▶ [What you are asked to do]: Show every line below where "counter" can be found.
Material provided Block Start
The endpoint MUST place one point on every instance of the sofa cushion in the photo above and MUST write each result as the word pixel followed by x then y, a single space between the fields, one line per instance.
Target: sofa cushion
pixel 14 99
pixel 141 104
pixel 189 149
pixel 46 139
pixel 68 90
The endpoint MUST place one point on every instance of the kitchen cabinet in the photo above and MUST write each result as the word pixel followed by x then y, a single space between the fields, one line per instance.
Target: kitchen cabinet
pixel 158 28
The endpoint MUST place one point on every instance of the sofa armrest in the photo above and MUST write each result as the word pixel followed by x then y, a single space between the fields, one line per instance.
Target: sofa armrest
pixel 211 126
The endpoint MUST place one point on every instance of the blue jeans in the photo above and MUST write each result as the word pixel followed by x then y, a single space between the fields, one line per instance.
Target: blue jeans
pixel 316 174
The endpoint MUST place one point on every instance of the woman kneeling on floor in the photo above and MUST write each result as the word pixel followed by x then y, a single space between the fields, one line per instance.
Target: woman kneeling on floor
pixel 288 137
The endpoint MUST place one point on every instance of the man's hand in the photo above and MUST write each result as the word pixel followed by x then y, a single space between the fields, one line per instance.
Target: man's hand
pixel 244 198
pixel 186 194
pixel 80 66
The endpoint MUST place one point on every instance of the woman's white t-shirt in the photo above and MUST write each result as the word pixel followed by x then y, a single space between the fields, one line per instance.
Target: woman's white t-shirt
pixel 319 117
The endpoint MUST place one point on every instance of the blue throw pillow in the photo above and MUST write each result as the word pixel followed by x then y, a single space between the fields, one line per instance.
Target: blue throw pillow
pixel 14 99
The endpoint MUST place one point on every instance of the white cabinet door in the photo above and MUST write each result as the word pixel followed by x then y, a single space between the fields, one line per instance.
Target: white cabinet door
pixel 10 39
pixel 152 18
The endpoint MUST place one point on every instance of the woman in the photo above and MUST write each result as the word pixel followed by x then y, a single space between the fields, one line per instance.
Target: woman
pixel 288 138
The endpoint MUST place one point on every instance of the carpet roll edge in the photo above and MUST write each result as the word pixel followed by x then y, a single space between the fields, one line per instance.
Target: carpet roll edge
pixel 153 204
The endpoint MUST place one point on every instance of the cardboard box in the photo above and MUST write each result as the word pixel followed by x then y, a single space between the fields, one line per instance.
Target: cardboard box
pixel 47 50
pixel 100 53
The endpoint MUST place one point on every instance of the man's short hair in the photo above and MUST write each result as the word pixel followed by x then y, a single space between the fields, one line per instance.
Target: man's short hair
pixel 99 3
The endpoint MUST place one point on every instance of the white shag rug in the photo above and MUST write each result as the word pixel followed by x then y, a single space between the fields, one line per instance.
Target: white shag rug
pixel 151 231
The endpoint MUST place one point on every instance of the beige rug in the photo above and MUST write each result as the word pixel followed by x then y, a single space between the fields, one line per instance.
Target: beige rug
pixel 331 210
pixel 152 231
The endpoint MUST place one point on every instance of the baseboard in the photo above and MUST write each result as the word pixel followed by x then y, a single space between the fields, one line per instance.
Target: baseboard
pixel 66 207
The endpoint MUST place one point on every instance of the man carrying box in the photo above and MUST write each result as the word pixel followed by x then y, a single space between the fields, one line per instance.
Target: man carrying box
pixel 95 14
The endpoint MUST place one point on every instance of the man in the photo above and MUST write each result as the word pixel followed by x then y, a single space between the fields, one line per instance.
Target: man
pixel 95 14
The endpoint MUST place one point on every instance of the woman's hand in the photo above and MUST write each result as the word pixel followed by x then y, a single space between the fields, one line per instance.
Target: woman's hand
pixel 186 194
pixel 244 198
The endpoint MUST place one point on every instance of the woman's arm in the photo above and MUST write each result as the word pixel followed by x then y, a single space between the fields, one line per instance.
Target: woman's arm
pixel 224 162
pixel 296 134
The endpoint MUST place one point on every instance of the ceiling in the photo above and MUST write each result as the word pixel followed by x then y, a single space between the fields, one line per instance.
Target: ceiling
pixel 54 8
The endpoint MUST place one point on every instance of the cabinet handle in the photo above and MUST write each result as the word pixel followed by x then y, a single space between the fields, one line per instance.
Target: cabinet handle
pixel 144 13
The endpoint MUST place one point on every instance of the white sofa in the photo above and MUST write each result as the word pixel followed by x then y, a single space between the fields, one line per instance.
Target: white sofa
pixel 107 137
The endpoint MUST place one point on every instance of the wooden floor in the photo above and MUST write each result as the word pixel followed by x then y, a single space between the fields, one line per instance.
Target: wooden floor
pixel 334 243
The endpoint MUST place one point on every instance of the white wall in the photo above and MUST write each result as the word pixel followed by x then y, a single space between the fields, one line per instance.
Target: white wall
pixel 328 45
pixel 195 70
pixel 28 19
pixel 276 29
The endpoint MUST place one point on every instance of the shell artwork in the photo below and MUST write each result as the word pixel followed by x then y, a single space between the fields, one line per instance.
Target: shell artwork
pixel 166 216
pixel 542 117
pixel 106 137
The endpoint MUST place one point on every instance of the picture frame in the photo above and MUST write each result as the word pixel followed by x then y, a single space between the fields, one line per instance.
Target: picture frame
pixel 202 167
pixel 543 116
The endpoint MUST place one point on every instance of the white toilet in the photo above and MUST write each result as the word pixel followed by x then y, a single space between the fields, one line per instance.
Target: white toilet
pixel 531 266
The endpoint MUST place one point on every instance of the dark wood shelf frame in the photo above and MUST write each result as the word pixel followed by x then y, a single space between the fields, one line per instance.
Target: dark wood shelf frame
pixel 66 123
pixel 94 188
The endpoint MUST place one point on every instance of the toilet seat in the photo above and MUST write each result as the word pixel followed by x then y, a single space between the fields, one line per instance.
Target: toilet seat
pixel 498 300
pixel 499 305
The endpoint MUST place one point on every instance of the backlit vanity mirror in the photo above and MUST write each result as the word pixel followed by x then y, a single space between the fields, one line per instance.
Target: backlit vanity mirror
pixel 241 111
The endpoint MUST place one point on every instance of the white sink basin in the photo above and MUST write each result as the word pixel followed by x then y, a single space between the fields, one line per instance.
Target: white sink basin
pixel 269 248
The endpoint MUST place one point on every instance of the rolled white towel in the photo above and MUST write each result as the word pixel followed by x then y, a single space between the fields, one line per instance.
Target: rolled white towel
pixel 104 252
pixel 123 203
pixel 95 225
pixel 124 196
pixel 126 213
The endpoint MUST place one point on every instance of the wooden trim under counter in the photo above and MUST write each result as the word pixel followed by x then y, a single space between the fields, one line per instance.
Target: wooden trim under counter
Material provided Block End
▶ [Reply to the exercise]:
The endpoint MUST place one point on every instance of the wooden trim under counter in the photo above and MUST write each result as the word pixel followed by x then y, a single space between the fields, one line per instance.
Target: wooden trim under counter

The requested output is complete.